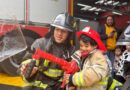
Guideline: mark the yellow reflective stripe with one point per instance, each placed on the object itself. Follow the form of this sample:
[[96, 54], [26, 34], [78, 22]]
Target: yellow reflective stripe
[[40, 84], [53, 72], [104, 81], [78, 77], [46, 62], [115, 83]]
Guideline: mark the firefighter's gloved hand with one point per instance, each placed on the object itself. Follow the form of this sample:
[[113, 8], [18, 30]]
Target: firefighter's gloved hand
[[72, 68]]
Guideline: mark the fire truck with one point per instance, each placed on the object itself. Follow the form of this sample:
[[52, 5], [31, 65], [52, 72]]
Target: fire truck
[[33, 18]]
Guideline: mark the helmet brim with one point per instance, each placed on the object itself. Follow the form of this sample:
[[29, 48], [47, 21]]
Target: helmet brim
[[61, 27]]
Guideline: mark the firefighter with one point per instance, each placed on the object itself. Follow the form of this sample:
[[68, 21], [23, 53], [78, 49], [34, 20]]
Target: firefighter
[[94, 68], [58, 43]]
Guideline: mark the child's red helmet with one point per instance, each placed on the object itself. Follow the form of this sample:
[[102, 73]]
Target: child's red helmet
[[88, 31]]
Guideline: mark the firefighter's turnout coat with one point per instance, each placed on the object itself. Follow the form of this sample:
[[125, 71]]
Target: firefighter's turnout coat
[[93, 74], [50, 75]]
--
* **WHAT IS BEING ASKED**: Reproduce the data in full. Do not carry over any picture.

* **TASK SOLUTION**:
Guideline: mark the yellow reflective stripe with one point per instance, each placed on the object itself. Follow the form of this sample:
[[96, 54], [26, 34], [78, 22]]
Target: yellow reflective stripe
[[40, 84], [53, 72], [104, 81], [78, 77], [46, 62], [115, 83]]
Guideline: mark the firefighter's gloved hand with one point per instance, each placed on the object itself. Follow the form of this sample:
[[113, 8], [18, 30]]
Target: firefighter's gloved hand
[[72, 68]]
Guideline: mark the fire truck with one point per instance, each placed on the object itself. Follow the form of this sample:
[[52, 5], [31, 65], [52, 72]]
Target: fire truck
[[33, 18]]
Guideline: mark the helmet brim with one point per instance, each placed on the object itself. Follow the form of this sample:
[[29, 48], [47, 21]]
Target: helmet brim
[[61, 27]]
Guideline: mark the firefighter with one point per instance, each placed on the object itself. Follow the form of this sample:
[[68, 21], [23, 53], [78, 49], [34, 20]]
Target: firefighter
[[94, 68], [58, 43]]
Guideline: mark the child's red helmet with one point per instance, each placed on the object itself. Follow the form of this sample:
[[102, 73]]
Target: child's red helmet
[[88, 31]]
Guideline: mark the firefighter's turnout coat with one point per instance, each placed on the object itself. Follow the form of this sample:
[[125, 71]]
Target: firefighter's turnout coat
[[93, 74], [50, 75]]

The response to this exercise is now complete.